INFORMATION GIVEN:
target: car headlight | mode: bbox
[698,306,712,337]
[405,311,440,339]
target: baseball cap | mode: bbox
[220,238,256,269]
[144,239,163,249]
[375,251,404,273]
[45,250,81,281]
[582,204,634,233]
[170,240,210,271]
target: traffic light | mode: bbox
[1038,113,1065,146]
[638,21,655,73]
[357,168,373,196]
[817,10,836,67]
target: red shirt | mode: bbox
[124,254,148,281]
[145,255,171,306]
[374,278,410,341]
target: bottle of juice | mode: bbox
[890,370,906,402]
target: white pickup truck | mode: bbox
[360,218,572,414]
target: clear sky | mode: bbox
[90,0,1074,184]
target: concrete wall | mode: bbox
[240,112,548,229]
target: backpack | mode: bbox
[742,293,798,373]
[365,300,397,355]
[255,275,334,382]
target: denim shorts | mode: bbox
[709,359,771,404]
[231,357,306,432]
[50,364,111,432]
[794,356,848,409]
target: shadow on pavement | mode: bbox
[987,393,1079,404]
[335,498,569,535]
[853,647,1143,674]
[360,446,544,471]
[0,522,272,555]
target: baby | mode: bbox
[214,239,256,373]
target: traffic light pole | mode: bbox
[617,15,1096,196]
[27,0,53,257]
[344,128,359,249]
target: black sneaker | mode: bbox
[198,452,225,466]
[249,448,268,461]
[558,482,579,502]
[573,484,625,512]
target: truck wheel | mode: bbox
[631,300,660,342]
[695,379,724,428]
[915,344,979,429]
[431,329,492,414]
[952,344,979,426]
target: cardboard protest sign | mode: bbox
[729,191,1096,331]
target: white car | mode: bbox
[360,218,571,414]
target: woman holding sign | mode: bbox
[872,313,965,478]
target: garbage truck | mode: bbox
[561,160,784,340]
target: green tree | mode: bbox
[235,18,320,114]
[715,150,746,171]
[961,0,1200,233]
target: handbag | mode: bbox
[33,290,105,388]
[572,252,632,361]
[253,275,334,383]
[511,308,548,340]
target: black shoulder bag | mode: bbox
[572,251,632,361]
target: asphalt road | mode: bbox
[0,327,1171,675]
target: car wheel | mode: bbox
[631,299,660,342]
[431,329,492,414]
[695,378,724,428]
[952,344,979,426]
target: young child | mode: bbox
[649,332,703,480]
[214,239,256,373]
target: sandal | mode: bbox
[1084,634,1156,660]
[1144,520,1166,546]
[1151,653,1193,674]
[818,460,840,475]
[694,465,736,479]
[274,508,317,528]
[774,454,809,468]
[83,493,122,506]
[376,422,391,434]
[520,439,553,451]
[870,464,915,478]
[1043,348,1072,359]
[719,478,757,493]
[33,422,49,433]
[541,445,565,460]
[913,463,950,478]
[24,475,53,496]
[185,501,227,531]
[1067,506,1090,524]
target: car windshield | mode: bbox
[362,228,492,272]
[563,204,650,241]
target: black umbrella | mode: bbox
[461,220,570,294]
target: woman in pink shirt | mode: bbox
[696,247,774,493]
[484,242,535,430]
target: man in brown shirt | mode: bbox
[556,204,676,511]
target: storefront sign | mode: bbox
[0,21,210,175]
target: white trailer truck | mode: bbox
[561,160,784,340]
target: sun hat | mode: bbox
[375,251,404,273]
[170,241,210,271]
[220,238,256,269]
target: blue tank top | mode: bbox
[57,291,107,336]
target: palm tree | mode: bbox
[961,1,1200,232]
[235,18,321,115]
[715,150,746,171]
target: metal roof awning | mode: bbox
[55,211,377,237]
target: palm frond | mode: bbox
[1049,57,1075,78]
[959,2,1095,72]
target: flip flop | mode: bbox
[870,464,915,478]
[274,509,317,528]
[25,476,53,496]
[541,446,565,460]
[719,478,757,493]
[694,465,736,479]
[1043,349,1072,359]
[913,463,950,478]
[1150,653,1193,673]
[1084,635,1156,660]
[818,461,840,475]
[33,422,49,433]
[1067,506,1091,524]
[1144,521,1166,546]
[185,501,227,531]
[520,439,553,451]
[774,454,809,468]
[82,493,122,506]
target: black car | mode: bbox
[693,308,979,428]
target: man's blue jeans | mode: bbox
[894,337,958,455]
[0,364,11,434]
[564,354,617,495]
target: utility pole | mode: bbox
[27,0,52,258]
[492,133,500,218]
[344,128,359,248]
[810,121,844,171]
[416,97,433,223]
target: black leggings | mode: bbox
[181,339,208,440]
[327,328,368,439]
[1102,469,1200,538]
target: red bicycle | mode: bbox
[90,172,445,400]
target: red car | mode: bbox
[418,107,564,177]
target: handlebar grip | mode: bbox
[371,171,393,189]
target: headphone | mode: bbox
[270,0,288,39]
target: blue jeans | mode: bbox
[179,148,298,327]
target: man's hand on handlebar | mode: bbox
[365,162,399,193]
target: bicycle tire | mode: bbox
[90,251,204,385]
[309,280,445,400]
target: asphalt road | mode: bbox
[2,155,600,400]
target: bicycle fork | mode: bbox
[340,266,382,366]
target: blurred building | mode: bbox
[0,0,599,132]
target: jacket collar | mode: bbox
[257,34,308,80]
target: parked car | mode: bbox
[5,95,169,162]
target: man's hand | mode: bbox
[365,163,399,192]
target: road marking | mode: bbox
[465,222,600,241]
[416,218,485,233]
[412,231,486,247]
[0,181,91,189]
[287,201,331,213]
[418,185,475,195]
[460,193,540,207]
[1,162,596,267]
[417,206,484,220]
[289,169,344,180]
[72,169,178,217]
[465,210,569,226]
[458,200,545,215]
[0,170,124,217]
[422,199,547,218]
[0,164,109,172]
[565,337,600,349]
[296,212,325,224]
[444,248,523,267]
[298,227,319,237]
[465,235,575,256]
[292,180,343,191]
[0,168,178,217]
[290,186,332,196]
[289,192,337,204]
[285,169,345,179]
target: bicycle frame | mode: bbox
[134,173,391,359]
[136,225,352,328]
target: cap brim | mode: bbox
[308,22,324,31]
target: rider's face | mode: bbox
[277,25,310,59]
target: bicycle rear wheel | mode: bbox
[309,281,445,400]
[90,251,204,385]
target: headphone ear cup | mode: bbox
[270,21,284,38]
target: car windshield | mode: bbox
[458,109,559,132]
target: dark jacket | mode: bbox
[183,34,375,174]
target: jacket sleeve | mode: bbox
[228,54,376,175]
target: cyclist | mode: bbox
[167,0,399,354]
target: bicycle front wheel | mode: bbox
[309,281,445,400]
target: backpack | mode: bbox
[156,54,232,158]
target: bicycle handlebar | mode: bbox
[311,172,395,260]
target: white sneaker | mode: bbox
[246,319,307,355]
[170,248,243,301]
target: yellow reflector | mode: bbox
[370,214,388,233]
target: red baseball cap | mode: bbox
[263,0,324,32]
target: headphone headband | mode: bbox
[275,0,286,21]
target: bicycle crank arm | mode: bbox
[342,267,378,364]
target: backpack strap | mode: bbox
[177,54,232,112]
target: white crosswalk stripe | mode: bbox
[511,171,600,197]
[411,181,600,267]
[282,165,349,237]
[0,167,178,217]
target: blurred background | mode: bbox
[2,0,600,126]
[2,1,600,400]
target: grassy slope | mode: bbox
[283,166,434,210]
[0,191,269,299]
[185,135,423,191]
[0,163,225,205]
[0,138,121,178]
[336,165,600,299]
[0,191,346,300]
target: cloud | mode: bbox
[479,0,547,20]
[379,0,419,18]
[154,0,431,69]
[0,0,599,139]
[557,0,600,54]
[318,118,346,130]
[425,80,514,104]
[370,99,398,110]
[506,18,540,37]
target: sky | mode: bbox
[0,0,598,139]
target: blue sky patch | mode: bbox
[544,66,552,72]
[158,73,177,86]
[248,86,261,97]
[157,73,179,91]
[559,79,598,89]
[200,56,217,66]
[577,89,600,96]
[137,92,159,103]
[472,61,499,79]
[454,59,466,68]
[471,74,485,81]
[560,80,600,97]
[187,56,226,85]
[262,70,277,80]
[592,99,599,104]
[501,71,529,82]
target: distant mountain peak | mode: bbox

ACTIVITY: The line containing "target: bicycle rear wheel | mode: bbox" and each line after it through the end of the listing above must be printed exactly, with nothing added.

EXERCISE RESPONSE:
target: bicycle rear wheel | mode: bbox
[309,281,445,400]
[90,251,204,385]
target: headphone ear cup | mode: bbox
[270,21,284,38]
target: car windshield | mode: bbox
[458,109,559,132]
target: dark jacket | mode: bbox
[183,34,375,174]
target: jacket sleeve | mode: bbox
[228,54,376,175]
target: cyclist | mode: bbox
[167,0,399,354]
target: bicycle front wheel | mode: bbox
[309,281,445,400]
target: backpack | mode: bbox
[156,54,232,158]
target: bicycle handlebar | mode: bbox
[311,172,395,260]
target: white sneaker | mode: bbox
[246,319,307,355]
[170,248,243,301]
target: yellow reflector | mode: bbox
[370,214,388,233]
target: red baseball cap | mode: bbox
[263,0,324,32]
target: headphone headband | mode: bbox
[275,0,286,21]
target: bicycle crank arm | mode: bbox
[342,267,378,364]
target: backpack strap | mode: bbox
[177,54,232,112]
target: white crosswalk stripe | mode: bbox
[511,171,600,197]
[411,181,600,267]
[282,165,349,237]
[0,167,178,217]
target: blurred background | mode: bbox
[2,0,600,126]
[2,1,600,400]
target: grassy slope | mode: bbox
[283,166,434,210]
[0,191,269,299]
[185,135,423,191]
[0,163,225,205]
[0,138,121,178]
[336,165,600,299]
[0,191,346,300]
target: cloud | mode: bbox
[479,0,547,20]
[379,0,419,18]
[154,0,431,69]
[0,0,599,139]
[557,0,600,54]
[318,118,346,130]
[425,80,514,104]
[370,99,398,110]
[506,18,540,37]
target: sky | mode: bbox
[0,0,598,139]
target: blue sky patch | mode: bbox
[544,66,552,72]
[158,73,177,86]
[248,86,261,97]
[157,73,179,91]
[559,79,598,89]
[200,56,217,66]
[577,89,600,96]
[137,92,159,103]
[472,61,499,79]
[454,59,466,68]
[471,74,485,81]
[560,80,600,97]
[187,56,226,85]
[262,70,277,80]
[592,99,599,104]
[501,71,529,82]
target: distant mountain peak | mode: bbox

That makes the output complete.